### Work instructions:
Starting with the first line of the items and going on through the line with "<point>268,201</point>", output those lines as a numbered list and leave out any blank lines.

[Saved entries]
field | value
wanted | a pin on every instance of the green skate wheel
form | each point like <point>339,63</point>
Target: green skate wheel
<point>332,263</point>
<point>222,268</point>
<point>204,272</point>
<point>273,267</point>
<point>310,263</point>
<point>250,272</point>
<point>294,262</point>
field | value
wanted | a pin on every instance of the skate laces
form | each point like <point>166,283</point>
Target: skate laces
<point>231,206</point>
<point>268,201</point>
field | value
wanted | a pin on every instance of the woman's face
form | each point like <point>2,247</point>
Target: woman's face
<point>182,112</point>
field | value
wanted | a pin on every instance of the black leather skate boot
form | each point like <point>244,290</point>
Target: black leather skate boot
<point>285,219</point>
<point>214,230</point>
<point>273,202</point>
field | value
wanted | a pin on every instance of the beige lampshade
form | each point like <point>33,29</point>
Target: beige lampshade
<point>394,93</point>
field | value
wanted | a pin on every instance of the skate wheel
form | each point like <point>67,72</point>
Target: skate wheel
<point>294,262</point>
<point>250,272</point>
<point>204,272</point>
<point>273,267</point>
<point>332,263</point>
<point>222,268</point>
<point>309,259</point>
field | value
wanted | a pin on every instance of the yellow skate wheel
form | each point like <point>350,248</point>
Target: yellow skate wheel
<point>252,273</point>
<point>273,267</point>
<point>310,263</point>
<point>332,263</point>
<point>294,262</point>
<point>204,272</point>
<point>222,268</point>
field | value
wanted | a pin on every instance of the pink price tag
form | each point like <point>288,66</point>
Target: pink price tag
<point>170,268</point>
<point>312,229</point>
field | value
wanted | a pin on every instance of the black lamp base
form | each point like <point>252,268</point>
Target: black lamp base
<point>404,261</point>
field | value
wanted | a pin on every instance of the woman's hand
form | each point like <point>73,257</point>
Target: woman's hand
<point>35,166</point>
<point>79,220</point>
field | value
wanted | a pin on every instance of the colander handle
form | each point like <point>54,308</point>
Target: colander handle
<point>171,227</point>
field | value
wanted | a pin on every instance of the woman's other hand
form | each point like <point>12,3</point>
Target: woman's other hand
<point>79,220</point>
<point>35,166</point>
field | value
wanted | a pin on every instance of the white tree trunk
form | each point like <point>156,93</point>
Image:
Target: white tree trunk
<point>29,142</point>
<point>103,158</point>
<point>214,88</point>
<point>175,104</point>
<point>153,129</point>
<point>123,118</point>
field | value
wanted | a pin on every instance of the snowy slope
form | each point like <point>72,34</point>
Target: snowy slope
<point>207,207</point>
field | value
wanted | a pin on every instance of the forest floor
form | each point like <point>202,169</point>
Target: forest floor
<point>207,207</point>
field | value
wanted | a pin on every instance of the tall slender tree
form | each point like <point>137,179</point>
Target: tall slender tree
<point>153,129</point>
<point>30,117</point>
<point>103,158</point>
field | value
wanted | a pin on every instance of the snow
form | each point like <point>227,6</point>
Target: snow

### Solution:
1. field | value
2. wanted | a pin on every instance of the green skate wheel
3. form | each point like <point>339,63</point>
4. Target: green skate wheel
5. <point>332,263</point>
6. <point>222,268</point>
7. <point>204,272</point>
8. <point>273,267</point>
9. <point>310,263</point>
10. <point>250,272</point>
11. <point>294,262</point>
12. field | value
13. wanted | a pin on every instance of the skate laces
14. form | each point like <point>166,283</point>
15. Target: skate laces
16. <point>231,206</point>
17. <point>268,201</point>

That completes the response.